• [SUPPLIED RECORDS]:
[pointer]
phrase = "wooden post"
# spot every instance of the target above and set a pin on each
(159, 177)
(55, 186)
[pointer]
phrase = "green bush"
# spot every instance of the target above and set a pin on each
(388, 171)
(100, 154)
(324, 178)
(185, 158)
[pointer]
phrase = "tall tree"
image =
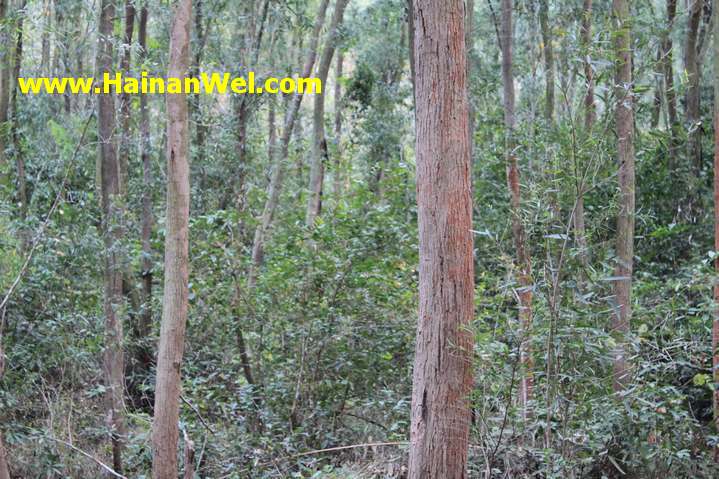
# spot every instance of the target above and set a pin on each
(669, 91)
(523, 262)
(319, 139)
(125, 99)
(442, 377)
(113, 231)
(278, 172)
(715, 325)
(145, 321)
(175, 298)
(548, 59)
(624, 124)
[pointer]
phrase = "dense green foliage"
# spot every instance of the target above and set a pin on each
(330, 323)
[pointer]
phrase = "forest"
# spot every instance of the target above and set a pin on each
(488, 248)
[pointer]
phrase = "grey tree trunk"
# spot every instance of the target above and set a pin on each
(624, 119)
(175, 298)
(113, 231)
(523, 262)
(442, 377)
(319, 143)
(278, 173)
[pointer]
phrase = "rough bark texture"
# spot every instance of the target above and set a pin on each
(145, 323)
(589, 117)
(175, 298)
(113, 232)
(691, 65)
(624, 124)
(669, 92)
(548, 60)
(319, 143)
(338, 125)
(278, 173)
(5, 68)
(715, 325)
(442, 377)
(125, 99)
(22, 194)
(523, 263)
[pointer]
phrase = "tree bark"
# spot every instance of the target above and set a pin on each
(145, 324)
(319, 144)
(715, 324)
(691, 64)
(548, 60)
(125, 100)
(670, 93)
(338, 125)
(442, 377)
(175, 298)
(23, 196)
(277, 179)
(113, 231)
(624, 120)
(523, 263)
(589, 116)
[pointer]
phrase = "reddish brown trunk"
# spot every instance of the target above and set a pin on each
(175, 299)
(624, 119)
(442, 377)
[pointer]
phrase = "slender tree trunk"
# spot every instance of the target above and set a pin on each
(715, 325)
(5, 84)
(523, 262)
(319, 145)
(442, 377)
(125, 99)
(548, 59)
(175, 298)
(692, 66)
(338, 125)
(589, 116)
(22, 194)
(112, 229)
(277, 179)
(670, 93)
(145, 324)
(624, 119)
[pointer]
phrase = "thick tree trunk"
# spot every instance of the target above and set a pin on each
(523, 263)
(278, 173)
(112, 229)
(548, 60)
(319, 144)
(145, 323)
(442, 377)
(624, 119)
(175, 298)
(692, 67)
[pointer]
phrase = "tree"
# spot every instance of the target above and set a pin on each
(112, 232)
(624, 124)
(175, 298)
(523, 262)
(442, 377)
(319, 143)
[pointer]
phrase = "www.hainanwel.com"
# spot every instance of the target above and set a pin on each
(214, 83)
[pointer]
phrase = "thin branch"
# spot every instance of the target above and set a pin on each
(89, 456)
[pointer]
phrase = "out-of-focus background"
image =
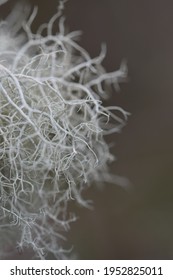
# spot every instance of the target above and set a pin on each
(138, 223)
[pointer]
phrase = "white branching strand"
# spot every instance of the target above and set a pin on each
(52, 127)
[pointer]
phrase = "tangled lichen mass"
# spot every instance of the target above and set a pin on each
(52, 127)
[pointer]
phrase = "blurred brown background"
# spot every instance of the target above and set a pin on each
(134, 224)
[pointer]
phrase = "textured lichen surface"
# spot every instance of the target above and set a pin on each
(52, 127)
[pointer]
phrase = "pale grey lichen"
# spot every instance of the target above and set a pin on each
(52, 127)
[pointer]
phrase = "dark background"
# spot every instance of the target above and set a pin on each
(134, 224)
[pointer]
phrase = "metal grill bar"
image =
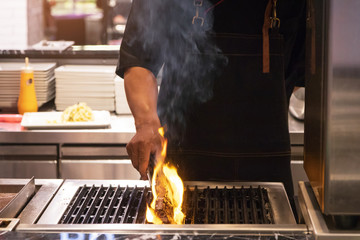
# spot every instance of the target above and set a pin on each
(210, 205)
(110, 209)
(101, 206)
(227, 206)
(107, 205)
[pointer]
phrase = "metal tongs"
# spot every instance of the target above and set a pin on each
(151, 166)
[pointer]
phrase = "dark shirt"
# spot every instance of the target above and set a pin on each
(153, 25)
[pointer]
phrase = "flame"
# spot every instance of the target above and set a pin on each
(166, 184)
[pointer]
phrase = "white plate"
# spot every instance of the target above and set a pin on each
(45, 45)
(86, 69)
(45, 120)
(6, 67)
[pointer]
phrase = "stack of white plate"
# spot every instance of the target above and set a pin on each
(10, 83)
(92, 84)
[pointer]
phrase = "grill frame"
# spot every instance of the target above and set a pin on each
(281, 208)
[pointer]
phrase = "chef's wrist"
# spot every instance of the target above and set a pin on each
(147, 122)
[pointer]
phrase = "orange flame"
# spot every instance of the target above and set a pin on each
(166, 182)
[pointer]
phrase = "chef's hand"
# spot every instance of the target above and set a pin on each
(146, 141)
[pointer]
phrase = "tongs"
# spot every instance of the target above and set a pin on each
(150, 169)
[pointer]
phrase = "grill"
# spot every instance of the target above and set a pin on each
(91, 205)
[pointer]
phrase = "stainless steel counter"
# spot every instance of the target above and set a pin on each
(121, 131)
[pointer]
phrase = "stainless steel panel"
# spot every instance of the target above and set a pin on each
(18, 202)
(98, 169)
(28, 168)
(342, 195)
(298, 174)
(94, 151)
(28, 150)
(332, 126)
(316, 220)
(277, 196)
(45, 191)
(267, 231)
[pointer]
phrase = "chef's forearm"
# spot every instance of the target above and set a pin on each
(141, 93)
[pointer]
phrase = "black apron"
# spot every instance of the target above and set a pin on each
(241, 133)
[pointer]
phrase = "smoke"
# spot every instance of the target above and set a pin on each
(191, 58)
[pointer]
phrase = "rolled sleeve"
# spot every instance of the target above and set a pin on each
(141, 45)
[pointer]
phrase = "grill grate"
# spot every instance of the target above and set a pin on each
(107, 205)
(92, 205)
(227, 206)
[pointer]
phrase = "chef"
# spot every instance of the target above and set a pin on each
(228, 69)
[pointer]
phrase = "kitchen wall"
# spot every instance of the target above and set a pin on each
(21, 23)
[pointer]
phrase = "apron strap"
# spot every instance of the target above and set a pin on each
(273, 22)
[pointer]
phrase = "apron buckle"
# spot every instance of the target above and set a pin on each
(198, 19)
(275, 23)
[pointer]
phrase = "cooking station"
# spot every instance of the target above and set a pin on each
(328, 204)
(118, 206)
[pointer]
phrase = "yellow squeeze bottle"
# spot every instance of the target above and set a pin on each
(27, 99)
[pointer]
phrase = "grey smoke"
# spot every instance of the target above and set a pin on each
(191, 59)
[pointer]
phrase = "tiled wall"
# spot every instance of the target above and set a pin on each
(35, 21)
(15, 17)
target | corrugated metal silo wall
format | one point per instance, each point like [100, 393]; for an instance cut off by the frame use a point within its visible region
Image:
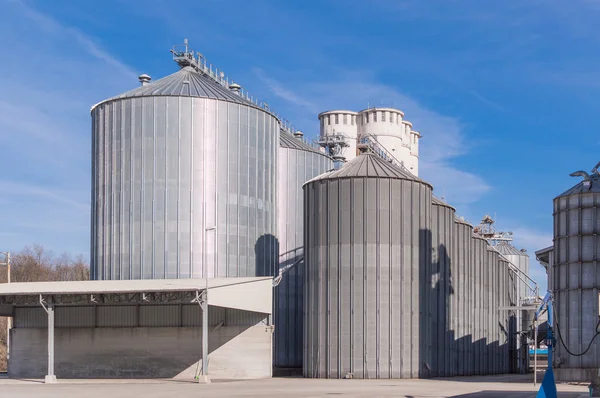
[576, 283]
[480, 264]
[156, 160]
[442, 233]
[367, 249]
[295, 168]
[459, 331]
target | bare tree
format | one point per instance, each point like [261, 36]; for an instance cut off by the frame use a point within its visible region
[37, 264]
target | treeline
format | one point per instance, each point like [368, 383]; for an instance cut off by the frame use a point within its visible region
[37, 264]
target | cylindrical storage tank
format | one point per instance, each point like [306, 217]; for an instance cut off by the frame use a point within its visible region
[480, 263]
[183, 178]
[340, 123]
[518, 290]
[298, 163]
[460, 300]
[367, 251]
[384, 125]
[442, 234]
[576, 278]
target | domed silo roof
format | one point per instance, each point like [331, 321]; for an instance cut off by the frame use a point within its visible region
[187, 82]
[287, 140]
[371, 166]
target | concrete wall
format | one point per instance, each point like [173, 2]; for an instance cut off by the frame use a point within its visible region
[236, 352]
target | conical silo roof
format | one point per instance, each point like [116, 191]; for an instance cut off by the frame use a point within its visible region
[371, 166]
[438, 202]
[187, 82]
[287, 140]
[509, 250]
[590, 184]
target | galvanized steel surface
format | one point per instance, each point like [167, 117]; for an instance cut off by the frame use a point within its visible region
[187, 82]
[443, 231]
[461, 288]
[180, 181]
[298, 163]
[120, 316]
[576, 277]
[367, 252]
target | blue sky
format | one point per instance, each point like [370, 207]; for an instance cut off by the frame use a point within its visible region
[505, 93]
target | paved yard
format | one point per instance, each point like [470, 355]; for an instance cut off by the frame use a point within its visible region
[492, 386]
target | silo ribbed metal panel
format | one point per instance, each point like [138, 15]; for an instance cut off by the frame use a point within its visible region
[480, 263]
[519, 259]
[442, 234]
[298, 163]
[367, 250]
[183, 175]
[576, 277]
[460, 301]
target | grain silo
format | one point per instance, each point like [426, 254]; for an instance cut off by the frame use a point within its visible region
[183, 177]
[520, 259]
[442, 234]
[480, 263]
[298, 163]
[367, 250]
[461, 300]
[576, 278]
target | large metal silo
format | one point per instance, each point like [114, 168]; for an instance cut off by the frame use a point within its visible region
[460, 300]
[576, 278]
[298, 163]
[183, 177]
[367, 251]
[480, 264]
[520, 259]
[442, 234]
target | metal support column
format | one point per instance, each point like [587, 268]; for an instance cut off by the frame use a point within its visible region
[49, 308]
[203, 301]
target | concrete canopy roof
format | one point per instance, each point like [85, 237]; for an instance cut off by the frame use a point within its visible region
[249, 294]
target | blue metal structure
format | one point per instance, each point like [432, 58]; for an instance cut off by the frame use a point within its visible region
[548, 387]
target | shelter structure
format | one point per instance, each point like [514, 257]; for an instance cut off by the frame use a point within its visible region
[140, 328]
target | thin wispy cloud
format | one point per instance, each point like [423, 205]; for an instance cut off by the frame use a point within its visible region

• [EXERCISE PROMPT]:
Once you reach the line with "target | silo ribbed metal panel" in the data above, copy it and every line after it exactly, up to and including the line with "target | shelter structure".

• [COMPLETED EXERCISE]:
target | silo ribbed metal panel
format | one point per instance, each point like [138, 15]; for an instance cut off by the frame use a point within its visible region
[480, 263]
[519, 259]
[442, 234]
[298, 163]
[367, 250]
[183, 175]
[576, 277]
[460, 301]
target | grain silo
format | one point per instance, each point like [426, 254]; for an instance cut off by the frame use a point within its visible region
[183, 177]
[520, 259]
[442, 234]
[480, 263]
[298, 163]
[367, 250]
[461, 300]
[576, 278]
target | large metal silo
format | one point per instance, each point like [114, 168]; for an instance cut off by the frame use a point within its visible region
[460, 300]
[576, 278]
[298, 163]
[183, 177]
[367, 251]
[480, 264]
[520, 259]
[442, 234]
target | metal support column
format | one point per instance, each point like [587, 268]; for an instance cut off by the frame use a point within its visible region
[49, 308]
[203, 301]
target | concrete canopy roof
format | one point per instance, each point like [85, 237]; for an instance cut off by the frame use a point within its visible region
[249, 294]
target | blue metal structure
format | one point per instance, each point like [432, 58]; for an instance cut off by the frame use a point within its visible region
[548, 387]
target | shelter structure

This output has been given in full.